# Document segment:
::::::
# Feature Focused Data Architecture

This workflow examines data architecture optimizations for making data more useful for ML features. That sounds opinionated and it probably is.  While there is no perfect way there are tips that will make MLOps process more manageable, scalable, and useful. 

Machine Learning (ML) is far more than just training a model:

1. Find data sources
    - discovery
    - understandinng
    - formats
    - frequency
    - preparation, ETL
2. Combine data sources
    - formats
    - frequency
    - preparation, ETL
3. Feature Enginneering
    - Converting raw data columns into useful signal for ML methods
4. Training ML Models
    - Splits for train/validate/test
    - Iterate Features and Feature Engineering
5. Evaluate Models
    - Continously
6. Serve Models
    - Format features for predition
    - Serve features for prediction
7. Monitor Models
    - Skew: Change from training
    - Drift: Change over time
    - Continously
    - Monitor Features for change
    
When the goal is training a model (4), it might seem easy to ad-hoc work through 1-3. _Let's be honest - it's what we do most of the time._ But then, when a model version proves useful, many compromises are needed to get 5-7 to ~~work~~ - it rarely works correctly.
::::::
# Dataset rows:

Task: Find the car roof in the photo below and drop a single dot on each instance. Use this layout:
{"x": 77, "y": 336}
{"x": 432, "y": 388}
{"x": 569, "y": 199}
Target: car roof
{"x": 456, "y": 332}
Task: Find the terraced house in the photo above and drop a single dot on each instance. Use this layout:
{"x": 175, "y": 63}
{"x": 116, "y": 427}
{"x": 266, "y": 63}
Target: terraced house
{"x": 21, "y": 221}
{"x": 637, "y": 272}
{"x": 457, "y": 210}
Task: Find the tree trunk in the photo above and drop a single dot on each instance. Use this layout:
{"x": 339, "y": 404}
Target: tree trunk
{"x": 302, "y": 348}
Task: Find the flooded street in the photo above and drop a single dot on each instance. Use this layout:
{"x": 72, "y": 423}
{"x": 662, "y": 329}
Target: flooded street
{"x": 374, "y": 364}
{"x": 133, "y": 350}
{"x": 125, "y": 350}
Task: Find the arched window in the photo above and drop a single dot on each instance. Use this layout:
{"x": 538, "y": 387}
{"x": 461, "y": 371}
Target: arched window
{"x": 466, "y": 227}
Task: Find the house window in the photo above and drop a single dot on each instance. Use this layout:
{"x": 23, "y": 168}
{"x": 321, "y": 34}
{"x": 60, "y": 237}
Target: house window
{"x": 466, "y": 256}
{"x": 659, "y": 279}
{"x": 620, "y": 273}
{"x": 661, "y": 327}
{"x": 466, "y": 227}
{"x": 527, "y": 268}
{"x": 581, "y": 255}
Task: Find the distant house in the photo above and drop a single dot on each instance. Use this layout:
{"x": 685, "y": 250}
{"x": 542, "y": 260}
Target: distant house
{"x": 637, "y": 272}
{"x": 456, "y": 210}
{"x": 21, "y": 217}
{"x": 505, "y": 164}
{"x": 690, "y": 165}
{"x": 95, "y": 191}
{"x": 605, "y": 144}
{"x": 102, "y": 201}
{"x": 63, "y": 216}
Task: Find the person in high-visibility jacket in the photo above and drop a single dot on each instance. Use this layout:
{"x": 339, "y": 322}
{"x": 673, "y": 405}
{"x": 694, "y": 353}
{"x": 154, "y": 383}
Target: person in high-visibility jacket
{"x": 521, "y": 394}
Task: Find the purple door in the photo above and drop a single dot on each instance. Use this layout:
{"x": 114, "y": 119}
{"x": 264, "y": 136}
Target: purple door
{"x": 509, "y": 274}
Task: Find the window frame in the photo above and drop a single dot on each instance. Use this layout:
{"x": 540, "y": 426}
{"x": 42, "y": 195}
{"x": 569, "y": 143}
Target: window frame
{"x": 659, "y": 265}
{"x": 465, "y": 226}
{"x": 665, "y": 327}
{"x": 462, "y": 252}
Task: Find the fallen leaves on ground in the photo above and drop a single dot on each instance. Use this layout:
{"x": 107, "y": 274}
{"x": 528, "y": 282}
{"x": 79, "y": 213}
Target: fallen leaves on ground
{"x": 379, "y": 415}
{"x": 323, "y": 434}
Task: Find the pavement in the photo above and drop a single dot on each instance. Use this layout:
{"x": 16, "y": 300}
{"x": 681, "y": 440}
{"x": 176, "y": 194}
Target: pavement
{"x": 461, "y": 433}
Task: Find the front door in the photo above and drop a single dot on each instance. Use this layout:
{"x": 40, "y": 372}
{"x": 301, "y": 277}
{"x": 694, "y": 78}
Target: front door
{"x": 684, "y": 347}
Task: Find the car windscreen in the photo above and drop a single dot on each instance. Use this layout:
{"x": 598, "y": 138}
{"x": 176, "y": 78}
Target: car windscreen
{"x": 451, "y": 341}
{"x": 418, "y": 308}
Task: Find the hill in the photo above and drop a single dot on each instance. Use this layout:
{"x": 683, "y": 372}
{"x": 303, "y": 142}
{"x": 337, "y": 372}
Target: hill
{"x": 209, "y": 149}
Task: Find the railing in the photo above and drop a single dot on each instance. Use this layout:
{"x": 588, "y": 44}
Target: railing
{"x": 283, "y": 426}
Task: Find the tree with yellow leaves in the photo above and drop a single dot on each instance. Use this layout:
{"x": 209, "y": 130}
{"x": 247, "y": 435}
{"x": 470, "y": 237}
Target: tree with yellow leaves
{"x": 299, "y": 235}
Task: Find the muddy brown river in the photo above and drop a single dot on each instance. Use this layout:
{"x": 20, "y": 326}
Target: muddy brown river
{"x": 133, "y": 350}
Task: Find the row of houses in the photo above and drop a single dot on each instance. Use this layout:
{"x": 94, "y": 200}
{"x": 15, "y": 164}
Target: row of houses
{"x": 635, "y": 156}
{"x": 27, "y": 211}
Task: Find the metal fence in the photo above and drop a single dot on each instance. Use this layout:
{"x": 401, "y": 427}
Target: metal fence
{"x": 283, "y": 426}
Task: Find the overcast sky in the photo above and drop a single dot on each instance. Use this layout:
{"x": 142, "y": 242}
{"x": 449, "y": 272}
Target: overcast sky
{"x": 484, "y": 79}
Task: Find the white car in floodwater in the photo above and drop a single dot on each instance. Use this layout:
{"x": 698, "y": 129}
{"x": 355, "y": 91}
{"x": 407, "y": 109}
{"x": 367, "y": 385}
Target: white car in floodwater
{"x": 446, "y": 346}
::::::
# Tasks:
1) According to the page on feature focused data architecture, why does it cause trouble to "ad-hoc work through 1-3" when the goal is training a model? Answer in one to three sentences.
2) Write the next part of the page on feature focused data architecture, picking up after its final sentence.

# Expected answers:
1) Once a model version proves useful, many compromises are needed to get steps 5-7 (evaluating, serving, and monitoring the model) to work. Even then, it rarely works correctly.

2)
**What if**
- you could make careful decision during 1-3 that could essentially automate 5-7 seemlessly?
- it was not hard or time consuming?
- it makes it easier to train and iterate?
- it made everything easier?


# How? BigQuery!
BigQuery is a data warehouse right?  That seems perfect for 1-3 ... until you have fast changing data and low latency serving needs.  Actually, its perfect for this as well.  Let's proceed and discover together!


---
## Colab Setup

When running this notebook in [Colab](https://colab.google/) or [Colab Enterprise](https://cloud.google.com/colab/docs/introduction), this section will authenticate to GCP (follow prompts in the popup) and set the current project for the session.

In [1]:
PROJECT_ID = 'statmike-mlops-349915' # replace with project ID

In [2]:
try:
    from google.colab import auth
    auth.authenticate_user()
    !gcloud config set project {PROJECT_ID}
    print('Colab authorized to GCP')
except Exception:
    print('Not a Colab Environment')
    pass

Not a Colab Environment


---
## Installs

The list `packages` contains tuples of package import names and install names.  If the import name is not found then the install name is used to install quitely for the current user.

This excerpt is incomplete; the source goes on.